Task requirements: Copy out everything in the listing below, from the line containing "Can you find the red-roofed" down to the line containing "(243, 1166)", with both of those lines included.

- - -

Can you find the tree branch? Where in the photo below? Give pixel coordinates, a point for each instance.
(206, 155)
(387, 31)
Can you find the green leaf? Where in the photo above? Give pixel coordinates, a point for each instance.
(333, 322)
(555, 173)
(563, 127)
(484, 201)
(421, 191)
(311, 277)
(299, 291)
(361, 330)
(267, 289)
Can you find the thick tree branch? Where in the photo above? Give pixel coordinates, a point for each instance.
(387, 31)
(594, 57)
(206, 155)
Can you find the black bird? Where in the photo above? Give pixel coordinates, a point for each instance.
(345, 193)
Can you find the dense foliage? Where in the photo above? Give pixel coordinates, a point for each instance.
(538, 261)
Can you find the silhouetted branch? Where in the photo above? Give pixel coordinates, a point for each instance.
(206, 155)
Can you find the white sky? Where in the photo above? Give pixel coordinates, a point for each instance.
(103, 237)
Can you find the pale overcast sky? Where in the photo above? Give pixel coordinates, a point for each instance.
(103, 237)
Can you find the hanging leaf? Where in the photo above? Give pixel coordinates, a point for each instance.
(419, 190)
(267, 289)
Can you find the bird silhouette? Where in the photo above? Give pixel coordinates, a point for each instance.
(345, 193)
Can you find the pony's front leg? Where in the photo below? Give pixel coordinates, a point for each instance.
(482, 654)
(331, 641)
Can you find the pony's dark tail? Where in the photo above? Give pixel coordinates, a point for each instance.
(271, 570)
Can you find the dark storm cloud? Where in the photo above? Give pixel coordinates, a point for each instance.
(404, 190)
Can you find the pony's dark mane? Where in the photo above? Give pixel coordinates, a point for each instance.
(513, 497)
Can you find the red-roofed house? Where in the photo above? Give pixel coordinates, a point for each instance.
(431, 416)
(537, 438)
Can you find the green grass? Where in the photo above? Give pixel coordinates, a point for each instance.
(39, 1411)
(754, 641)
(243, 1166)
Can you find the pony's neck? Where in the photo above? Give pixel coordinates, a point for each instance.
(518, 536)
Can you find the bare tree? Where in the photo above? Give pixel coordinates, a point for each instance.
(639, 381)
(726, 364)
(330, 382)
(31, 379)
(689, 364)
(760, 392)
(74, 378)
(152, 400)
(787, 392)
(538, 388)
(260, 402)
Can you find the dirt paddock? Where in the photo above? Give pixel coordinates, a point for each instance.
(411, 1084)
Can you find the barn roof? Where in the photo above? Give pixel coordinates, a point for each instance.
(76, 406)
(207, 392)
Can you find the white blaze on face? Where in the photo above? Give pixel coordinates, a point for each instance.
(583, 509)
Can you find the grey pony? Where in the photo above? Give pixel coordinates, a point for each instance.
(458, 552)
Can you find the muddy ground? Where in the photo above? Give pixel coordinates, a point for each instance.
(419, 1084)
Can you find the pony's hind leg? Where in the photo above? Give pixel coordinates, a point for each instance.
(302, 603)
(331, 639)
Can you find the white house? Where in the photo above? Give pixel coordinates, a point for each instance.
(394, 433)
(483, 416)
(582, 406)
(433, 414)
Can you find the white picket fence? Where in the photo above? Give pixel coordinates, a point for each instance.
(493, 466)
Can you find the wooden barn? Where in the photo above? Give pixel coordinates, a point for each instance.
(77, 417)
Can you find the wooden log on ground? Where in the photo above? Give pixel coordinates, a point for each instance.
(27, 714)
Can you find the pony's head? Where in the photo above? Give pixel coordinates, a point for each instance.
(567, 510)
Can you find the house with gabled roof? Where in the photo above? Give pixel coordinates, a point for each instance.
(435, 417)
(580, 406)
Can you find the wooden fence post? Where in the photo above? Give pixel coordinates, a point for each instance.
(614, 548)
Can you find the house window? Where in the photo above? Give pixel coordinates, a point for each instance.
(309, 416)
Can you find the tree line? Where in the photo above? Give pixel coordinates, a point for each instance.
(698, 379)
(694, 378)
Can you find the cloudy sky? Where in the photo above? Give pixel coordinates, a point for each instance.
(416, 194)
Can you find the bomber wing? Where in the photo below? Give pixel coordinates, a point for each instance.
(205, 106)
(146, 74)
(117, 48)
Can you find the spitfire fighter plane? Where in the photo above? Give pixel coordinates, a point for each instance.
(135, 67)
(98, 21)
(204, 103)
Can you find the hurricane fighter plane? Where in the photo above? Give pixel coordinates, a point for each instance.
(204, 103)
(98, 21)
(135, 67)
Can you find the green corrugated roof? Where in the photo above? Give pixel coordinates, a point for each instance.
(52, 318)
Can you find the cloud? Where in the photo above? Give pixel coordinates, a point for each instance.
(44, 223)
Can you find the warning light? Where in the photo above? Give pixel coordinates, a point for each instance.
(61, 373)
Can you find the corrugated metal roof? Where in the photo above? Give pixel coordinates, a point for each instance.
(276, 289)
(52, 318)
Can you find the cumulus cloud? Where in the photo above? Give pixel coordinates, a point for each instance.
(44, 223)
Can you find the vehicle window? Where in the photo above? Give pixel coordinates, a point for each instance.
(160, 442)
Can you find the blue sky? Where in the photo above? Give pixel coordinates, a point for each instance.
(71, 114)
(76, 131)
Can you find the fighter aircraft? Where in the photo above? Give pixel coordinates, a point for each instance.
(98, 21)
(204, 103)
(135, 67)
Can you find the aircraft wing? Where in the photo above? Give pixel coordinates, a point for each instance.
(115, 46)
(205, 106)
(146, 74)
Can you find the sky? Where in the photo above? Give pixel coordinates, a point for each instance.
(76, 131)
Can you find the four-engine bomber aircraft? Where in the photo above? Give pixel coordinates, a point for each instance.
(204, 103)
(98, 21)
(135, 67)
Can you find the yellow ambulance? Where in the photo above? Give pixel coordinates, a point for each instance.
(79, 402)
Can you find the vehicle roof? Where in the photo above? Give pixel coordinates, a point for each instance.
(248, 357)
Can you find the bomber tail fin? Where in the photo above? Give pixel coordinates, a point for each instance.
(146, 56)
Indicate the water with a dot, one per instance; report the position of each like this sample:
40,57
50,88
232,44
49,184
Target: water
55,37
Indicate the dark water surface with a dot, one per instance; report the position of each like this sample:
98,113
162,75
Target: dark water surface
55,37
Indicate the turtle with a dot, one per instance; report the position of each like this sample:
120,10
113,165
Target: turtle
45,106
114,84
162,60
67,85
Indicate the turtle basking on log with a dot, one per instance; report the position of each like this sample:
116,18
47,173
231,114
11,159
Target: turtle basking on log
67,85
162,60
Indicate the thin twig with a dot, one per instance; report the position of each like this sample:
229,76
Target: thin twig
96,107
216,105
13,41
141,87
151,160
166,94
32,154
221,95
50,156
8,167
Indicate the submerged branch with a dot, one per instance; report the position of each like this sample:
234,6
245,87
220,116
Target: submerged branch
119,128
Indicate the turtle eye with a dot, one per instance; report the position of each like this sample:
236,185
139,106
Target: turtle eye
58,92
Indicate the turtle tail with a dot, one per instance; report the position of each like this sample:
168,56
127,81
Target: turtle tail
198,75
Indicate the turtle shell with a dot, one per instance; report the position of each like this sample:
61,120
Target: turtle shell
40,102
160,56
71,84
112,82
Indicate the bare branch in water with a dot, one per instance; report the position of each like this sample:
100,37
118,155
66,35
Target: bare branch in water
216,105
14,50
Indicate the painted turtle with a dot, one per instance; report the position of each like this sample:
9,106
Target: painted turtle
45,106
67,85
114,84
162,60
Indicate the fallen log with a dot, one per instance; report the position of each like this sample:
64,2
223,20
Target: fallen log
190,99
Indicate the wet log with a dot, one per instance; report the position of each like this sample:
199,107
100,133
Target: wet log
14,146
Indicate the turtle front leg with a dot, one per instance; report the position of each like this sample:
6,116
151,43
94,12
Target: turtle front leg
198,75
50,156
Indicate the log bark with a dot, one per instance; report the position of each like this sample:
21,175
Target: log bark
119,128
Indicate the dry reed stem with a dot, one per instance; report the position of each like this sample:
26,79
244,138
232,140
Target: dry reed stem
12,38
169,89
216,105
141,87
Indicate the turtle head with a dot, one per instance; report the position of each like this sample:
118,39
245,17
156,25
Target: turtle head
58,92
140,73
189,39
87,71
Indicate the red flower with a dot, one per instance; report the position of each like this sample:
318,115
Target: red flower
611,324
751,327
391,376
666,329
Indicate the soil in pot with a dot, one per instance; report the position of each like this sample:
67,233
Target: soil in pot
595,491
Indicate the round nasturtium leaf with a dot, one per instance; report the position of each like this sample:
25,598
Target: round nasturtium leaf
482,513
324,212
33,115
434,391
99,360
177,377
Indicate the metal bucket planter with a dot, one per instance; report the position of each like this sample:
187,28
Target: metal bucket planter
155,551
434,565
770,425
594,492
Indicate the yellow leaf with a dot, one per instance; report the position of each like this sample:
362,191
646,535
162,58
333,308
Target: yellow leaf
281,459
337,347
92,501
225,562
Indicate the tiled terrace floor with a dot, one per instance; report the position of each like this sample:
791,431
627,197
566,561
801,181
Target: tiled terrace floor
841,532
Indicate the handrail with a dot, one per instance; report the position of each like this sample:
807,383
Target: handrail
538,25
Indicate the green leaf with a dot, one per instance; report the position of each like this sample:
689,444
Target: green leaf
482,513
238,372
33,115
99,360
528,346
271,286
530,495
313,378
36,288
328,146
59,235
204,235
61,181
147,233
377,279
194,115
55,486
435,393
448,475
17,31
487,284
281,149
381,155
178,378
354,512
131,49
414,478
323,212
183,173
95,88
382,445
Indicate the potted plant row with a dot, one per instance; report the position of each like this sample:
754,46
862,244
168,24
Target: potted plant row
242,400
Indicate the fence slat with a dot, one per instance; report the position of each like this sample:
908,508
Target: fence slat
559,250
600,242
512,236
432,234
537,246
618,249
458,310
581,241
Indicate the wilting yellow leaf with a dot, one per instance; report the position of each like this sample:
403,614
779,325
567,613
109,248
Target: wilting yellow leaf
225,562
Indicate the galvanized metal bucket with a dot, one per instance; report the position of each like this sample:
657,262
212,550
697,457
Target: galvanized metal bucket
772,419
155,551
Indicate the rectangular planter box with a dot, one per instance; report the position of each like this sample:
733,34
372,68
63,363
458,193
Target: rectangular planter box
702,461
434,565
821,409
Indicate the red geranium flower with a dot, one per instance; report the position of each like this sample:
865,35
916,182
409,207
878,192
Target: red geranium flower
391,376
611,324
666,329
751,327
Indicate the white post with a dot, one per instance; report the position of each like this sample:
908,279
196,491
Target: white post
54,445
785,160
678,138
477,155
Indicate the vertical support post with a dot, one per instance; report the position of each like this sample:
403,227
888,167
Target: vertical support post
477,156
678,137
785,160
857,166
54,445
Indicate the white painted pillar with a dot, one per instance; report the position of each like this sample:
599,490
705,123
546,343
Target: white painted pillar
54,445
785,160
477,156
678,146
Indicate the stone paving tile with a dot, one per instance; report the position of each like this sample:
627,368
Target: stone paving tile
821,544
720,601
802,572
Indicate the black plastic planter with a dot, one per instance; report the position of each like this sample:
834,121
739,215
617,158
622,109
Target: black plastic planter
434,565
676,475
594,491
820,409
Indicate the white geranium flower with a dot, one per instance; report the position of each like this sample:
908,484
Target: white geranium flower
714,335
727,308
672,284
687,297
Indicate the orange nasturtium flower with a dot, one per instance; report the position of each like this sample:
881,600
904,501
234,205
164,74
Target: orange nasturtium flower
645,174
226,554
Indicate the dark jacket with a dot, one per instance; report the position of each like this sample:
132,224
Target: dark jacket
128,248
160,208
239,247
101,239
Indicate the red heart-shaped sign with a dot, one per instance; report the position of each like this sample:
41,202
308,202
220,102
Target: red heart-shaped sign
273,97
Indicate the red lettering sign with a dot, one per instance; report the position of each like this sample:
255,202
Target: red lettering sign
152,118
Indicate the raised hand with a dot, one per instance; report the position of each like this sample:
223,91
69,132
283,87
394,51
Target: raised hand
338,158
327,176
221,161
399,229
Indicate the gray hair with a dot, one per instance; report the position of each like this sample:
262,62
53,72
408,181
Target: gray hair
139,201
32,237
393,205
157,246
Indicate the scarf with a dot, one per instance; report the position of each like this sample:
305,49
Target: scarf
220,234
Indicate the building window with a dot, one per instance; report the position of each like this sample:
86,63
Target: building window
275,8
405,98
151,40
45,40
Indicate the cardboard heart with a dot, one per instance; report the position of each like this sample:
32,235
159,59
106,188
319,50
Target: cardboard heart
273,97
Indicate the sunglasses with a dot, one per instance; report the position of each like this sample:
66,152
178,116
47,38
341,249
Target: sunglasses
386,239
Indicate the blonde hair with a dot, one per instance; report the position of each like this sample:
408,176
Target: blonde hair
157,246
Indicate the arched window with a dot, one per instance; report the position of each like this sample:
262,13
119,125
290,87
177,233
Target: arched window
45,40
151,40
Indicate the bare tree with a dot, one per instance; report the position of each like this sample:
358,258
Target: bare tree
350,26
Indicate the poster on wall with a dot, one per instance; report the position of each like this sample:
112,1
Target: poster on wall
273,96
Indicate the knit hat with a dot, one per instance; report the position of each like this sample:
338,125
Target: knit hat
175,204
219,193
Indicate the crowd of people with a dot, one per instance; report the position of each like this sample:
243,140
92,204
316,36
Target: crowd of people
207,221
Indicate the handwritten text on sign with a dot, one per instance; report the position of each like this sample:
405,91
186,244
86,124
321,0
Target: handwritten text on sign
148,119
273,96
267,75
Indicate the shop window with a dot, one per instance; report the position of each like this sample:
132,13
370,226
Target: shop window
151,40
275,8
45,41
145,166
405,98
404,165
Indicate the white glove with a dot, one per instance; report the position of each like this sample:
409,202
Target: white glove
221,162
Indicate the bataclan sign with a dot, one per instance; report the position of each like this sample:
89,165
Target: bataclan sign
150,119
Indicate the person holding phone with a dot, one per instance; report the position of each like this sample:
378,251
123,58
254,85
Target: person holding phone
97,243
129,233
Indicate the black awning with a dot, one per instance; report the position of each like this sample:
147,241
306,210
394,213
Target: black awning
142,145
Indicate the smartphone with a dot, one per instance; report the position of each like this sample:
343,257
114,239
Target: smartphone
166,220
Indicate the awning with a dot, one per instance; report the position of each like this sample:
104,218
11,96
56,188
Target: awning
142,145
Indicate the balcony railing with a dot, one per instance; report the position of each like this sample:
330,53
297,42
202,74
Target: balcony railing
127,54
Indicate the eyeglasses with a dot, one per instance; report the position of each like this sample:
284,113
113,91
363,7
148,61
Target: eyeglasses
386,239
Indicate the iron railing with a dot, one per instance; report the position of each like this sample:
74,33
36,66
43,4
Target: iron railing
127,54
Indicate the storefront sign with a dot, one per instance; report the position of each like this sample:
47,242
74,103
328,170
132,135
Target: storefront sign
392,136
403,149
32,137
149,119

- - -

Task output:
Can you find the red-roofed house? Where in the photo above? Give pixel coordinates, a point for each instance.
(431, 416)
(537, 438)
Can you find the green grass? Where in the photo above? Give pixel coordinates, a point for each instance.
(39, 1411)
(754, 641)
(243, 1166)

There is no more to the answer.